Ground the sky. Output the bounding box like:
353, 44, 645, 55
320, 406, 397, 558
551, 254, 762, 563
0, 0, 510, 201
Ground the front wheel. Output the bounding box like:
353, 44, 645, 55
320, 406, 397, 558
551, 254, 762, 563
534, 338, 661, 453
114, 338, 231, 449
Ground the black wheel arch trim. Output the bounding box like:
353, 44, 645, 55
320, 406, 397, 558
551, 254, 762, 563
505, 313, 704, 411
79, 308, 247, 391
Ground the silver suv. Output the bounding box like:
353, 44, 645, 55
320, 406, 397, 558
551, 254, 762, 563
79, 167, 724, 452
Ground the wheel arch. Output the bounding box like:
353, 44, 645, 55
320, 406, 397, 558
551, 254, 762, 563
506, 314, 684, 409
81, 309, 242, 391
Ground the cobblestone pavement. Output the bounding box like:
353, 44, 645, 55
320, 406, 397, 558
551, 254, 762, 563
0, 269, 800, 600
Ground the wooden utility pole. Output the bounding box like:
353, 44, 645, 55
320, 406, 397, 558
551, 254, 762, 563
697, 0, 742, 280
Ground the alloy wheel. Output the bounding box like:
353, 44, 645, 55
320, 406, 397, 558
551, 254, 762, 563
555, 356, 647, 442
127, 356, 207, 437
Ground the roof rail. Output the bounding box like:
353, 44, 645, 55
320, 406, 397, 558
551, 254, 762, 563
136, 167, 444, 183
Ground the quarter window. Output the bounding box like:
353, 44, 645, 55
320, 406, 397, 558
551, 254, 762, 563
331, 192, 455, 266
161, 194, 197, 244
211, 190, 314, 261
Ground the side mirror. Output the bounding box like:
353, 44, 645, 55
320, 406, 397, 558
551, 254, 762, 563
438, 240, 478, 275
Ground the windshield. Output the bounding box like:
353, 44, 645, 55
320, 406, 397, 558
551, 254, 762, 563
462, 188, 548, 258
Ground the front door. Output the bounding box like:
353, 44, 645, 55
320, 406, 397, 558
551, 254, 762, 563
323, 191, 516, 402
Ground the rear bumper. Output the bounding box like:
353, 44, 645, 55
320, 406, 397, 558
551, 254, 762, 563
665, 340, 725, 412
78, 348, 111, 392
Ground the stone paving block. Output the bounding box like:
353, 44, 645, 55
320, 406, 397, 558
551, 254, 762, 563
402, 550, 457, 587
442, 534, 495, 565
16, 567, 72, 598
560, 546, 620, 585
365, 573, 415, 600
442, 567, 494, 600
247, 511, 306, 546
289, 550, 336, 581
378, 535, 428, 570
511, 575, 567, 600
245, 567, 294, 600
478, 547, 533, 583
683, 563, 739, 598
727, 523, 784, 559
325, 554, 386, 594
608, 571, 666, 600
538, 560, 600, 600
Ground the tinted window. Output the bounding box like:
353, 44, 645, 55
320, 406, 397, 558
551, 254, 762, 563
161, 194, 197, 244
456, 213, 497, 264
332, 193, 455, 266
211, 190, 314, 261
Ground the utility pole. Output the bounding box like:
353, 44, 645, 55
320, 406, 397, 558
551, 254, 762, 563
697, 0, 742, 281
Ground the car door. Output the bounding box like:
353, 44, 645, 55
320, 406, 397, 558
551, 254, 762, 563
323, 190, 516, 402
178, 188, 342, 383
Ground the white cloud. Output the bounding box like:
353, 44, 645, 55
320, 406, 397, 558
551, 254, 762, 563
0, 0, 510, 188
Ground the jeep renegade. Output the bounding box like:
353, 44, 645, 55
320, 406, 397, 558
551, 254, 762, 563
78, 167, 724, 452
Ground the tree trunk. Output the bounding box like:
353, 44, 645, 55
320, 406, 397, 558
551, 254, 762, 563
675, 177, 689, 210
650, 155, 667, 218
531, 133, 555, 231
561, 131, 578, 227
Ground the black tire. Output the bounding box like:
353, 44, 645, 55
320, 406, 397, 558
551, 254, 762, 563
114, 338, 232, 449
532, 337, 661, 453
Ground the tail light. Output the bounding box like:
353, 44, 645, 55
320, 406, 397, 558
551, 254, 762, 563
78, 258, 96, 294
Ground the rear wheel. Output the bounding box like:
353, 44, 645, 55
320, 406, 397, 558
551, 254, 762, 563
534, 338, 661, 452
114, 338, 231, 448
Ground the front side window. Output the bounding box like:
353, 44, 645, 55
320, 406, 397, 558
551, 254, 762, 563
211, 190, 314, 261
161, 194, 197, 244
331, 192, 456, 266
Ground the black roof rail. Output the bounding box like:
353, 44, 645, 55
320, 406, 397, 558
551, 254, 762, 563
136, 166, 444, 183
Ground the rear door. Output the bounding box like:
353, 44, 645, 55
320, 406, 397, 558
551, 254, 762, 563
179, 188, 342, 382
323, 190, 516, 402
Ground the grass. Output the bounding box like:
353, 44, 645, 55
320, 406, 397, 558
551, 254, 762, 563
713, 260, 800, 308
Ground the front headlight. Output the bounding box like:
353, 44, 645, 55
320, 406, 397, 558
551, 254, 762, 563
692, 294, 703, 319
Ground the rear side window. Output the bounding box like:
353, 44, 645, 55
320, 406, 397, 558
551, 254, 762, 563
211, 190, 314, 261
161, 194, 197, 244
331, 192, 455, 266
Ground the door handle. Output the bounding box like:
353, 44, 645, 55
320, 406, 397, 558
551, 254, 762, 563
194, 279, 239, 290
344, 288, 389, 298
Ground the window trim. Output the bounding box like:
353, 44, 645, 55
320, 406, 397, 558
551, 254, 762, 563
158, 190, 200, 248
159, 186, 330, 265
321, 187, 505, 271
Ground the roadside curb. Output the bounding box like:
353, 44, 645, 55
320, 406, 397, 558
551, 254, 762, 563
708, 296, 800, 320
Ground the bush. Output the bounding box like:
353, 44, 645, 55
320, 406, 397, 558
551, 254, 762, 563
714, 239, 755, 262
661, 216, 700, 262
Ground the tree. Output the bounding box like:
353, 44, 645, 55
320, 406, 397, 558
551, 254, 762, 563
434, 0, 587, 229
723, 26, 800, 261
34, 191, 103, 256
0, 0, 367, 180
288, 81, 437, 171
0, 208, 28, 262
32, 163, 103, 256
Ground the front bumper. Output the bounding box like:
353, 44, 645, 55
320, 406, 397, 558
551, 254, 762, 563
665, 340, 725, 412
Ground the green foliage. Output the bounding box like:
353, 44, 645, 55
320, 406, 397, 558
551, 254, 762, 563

- Exercise goal
Starting from the first line and stopping after the line that contains "79, 167, 724, 452", put each line into a JSON list of strings, one string per line, with blank lines left out.

- Finished answer
[
  "Ground the sky. Output the bounding box like:",
  "353, 44, 645, 55",
  "320, 406, 397, 558",
  "551, 254, 762, 563",
  "0, 0, 510, 201",
  "Ground the front wheel. Output the bounding box like:",
  "353, 44, 645, 55",
  "320, 406, 397, 558",
  "551, 254, 762, 563",
  "534, 338, 661, 453",
  "114, 338, 231, 449",
  "Ground the black wheel arch trim. Output the bounding box like:",
  "353, 44, 645, 55",
  "320, 406, 397, 558",
  "551, 254, 762, 563",
  "505, 313, 704, 411",
  "79, 308, 247, 391",
  "Ground the silver suv. Output the bounding box like:",
  "353, 44, 645, 55",
  "320, 406, 397, 558",
  "551, 254, 762, 563",
  "79, 167, 724, 452"
]